**Your task**
Render every line of the rows below as a JSON list of strings, one string per line, omitting blank lines. Exclude the pictures from the list.

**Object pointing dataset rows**

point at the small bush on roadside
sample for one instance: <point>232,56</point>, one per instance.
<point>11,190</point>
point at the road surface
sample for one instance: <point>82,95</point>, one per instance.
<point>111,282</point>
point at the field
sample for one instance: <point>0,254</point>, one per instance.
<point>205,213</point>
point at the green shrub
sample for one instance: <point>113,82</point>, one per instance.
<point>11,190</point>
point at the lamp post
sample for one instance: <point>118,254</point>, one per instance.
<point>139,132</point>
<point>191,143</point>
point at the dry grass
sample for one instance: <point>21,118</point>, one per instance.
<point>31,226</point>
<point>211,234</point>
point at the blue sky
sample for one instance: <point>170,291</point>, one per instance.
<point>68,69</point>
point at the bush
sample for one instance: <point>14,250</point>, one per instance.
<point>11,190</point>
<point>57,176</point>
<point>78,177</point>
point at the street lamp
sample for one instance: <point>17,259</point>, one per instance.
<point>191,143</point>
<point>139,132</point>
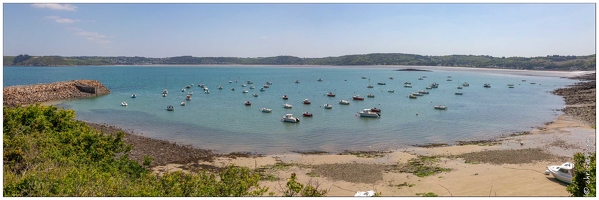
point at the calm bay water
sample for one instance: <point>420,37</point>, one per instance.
<point>221,122</point>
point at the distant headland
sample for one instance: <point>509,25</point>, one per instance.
<point>550,62</point>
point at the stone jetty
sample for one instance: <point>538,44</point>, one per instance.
<point>38,93</point>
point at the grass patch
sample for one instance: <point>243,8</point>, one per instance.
<point>420,166</point>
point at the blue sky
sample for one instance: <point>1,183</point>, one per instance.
<point>303,30</point>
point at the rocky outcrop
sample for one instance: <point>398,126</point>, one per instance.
<point>580,98</point>
<point>37,93</point>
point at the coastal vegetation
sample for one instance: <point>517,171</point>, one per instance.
<point>549,62</point>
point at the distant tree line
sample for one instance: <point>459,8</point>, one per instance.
<point>550,62</point>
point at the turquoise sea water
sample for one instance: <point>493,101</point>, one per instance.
<point>220,120</point>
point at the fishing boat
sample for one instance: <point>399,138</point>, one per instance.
<point>563,172</point>
<point>369,113</point>
<point>306,101</point>
<point>357,97</point>
<point>374,109</point>
<point>289,118</point>
<point>440,107</point>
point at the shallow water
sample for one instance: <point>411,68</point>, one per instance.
<point>221,122</point>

**Final result**
[
  "point at the small bush on roadside",
  "sample for one instance: <point>232,56</point>, one per instance.",
  "<point>11,190</point>",
  "point at the road surface",
  "sample for one instance: <point>82,95</point>, one per instance.",
  "<point>111,282</point>",
  "point at the field",
  "sample for one instance: <point>0,254</point>, one per instance.",
  "<point>205,213</point>",
  "point at the green shrub",
  "sample for one instance: <point>113,82</point>, one per instance.",
  "<point>11,190</point>",
  "point at the lamp post",
  "sample for one instance: <point>118,254</point>, one per instance.",
  "<point>139,132</point>",
  "<point>191,143</point>",
  "point at the dry grass",
  "sample for one instance: <point>21,118</point>, one per instance.",
  "<point>31,226</point>",
  "<point>211,234</point>",
  "point at the blue sky",
  "sample for one instance: <point>170,291</point>, one per instance.",
  "<point>68,69</point>",
  "point at the bush",
  "sample for one instance: <point>14,250</point>, one per instance.",
  "<point>11,190</point>",
  "<point>57,176</point>",
  "<point>78,177</point>",
  "point at the street lamp",
  "sample for one instance: <point>17,259</point>, one per instance.",
  "<point>191,143</point>",
  "<point>139,132</point>",
  "point at the calm bay water",
  "sample for one instance: <point>420,37</point>, one per instance.",
  "<point>221,122</point>",
  "point at the distant headland",
  "sample for one instance: <point>509,25</point>, one per instance.",
  "<point>550,62</point>",
  "point at the stone jetty",
  "sample for one instance: <point>538,44</point>, one per instance.",
  "<point>38,93</point>",
  "point at the grass patch",
  "sample for one instance: <point>243,8</point>, one per instance.",
  "<point>420,166</point>",
  "point at the blue sky",
  "sample for one instance: <point>1,183</point>, one per instance.",
  "<point>303,30</point>",
  "point at the rocky outcrop",
  "sample for one instance: <point>398,126</point>, one per instance.",
  "<point>580,98</point>",
  "<point>37,93</point>",
  "point at the coastal vegetation",
  "sample for one instance: <point>517,171</point>, one per instance.",
  "<point>549,62</point>",
  "point at the distant tree line",
  "sample for one instance: <point>459,8</point>, one per instance.",
  "<point>550,62</point>",
  "point at the turquoise sea water",
  "sample for one instance: <point>493,101</point>, one per instance.",
  "<point>220,120</point>",
  "point at the fishing boat",
  "sample for one instance: <point>399,138</point>, one per instance.",
  "<point>563,172</point>",
  "<point>369,113</point>",
  "<point>306,101</point>",
  "<point>357,97</point>",
  "<point>374,109</point>",
  "<point>289,118</point>",
  "<point>440,107</point>",
  "point at the shallow water",
  "sample for one instance: <point>411,68</point>, one per instance.",
  "<point>221,122</point>"
]